The lines from the one holding "Query: suit shoulder" to the end of the records below, exactly as written, are the only thing to return.

———

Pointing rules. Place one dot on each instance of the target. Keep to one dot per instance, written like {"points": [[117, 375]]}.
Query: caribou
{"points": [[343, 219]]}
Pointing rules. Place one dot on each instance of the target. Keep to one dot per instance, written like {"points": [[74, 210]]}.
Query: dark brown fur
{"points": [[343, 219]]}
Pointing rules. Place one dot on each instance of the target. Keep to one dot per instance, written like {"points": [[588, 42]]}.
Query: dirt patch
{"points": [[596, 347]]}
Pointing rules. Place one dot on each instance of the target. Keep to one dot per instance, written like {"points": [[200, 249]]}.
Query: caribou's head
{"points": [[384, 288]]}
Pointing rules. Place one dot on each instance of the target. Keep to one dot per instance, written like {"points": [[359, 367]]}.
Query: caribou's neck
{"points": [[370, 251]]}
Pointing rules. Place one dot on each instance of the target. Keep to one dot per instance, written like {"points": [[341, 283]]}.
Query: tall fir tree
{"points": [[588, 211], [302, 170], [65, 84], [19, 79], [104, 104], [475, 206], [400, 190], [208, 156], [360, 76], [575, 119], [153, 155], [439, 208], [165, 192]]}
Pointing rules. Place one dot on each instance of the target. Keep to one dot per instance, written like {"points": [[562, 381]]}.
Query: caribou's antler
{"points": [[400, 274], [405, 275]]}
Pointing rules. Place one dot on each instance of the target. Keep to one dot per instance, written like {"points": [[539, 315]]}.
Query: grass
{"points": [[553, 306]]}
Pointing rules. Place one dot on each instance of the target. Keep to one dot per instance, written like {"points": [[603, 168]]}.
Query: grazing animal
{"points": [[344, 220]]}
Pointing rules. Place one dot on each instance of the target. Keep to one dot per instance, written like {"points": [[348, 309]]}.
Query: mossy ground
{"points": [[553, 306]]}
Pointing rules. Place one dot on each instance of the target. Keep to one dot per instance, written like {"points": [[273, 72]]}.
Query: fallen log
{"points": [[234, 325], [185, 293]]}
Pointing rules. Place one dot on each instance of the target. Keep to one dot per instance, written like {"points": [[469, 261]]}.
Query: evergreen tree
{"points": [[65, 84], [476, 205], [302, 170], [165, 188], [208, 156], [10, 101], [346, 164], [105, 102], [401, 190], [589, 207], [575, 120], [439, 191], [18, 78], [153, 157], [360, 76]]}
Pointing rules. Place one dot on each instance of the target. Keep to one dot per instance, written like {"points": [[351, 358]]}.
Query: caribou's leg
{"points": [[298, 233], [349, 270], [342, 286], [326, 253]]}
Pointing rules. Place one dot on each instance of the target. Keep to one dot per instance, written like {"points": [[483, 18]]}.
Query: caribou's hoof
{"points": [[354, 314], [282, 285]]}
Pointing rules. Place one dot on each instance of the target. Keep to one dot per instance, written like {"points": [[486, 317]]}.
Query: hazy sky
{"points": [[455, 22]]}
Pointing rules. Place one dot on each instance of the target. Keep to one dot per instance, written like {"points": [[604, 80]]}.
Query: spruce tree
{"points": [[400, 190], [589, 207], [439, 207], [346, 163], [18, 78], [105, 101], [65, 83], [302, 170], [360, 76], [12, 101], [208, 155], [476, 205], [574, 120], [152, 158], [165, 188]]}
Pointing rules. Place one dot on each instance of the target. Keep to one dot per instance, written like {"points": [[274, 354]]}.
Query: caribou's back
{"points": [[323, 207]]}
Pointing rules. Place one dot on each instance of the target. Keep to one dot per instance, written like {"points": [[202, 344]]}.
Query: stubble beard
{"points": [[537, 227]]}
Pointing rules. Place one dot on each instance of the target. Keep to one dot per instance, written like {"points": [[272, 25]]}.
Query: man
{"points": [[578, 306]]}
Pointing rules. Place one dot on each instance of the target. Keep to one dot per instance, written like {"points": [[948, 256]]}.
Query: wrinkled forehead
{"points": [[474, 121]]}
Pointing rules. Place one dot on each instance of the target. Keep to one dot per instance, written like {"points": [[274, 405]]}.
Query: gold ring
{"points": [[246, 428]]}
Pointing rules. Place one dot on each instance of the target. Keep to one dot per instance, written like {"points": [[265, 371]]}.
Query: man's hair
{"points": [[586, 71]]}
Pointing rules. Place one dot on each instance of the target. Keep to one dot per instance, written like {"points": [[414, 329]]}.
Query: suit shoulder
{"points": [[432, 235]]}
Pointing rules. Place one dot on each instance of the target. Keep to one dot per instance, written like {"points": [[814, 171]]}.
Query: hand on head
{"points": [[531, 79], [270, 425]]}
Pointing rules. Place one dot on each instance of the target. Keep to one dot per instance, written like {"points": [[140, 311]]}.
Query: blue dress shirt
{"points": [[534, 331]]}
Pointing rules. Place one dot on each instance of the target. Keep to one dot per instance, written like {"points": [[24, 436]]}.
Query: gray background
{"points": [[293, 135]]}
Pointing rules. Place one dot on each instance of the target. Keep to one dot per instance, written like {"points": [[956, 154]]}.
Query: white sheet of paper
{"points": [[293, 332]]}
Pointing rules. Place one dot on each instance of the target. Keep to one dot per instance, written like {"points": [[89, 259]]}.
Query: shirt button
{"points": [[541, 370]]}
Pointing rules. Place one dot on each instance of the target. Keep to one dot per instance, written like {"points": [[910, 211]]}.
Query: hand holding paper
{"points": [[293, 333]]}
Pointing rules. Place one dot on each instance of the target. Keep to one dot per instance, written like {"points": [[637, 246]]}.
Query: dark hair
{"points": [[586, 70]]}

———

**Problem solution**
Query: suit shoulder
{"points": [[432, 235]]}
Pointing rules. Place one dot on each instance of the target. Keep to one dot per instance, written like {"points": [[814, 171]]}.
Query: hand on head
{"points": [[531, 79], [270, 425]]}
Pointing rules. Place one dot on each instance of the target. Keep to one dot per instance, written like {"points": [[140, 311]]}.
Query: blue dress shirt
{"points": [[534, 331]]}
Pointing rules. Place one dot on each instance of the target. Keep to one dot per instance, written like {"points": [[24, 436]]}.
Query: gray background
{"points": [[293, 135]]}
Pointing rules. Place one dot on each instance of the target. Keep to one dot per instance, written like {"points": [[956, 154]]}.
Query: white sheet of paper
{"points": [[293, 332]]}
Pointing rules. Place one dot on each instance of the target. Keep to one dot per instance, written like {"points": [[89, 259]]}.
Query: shirt button
{"points": [[541, 370]]}
Pointing rules. Place one dot on each instance of the target. Keep to one dot per instance, written like {"points": [[910, 211]]}.
Query: hand holding paper
{"points": [[293, 333]]}
Pointing rules. Place one dot on each instance of the target. Keep to one dot per instance, written like {"points": [[637, 246]]}.
Query: dark hair
{"points": [[586, 70]]}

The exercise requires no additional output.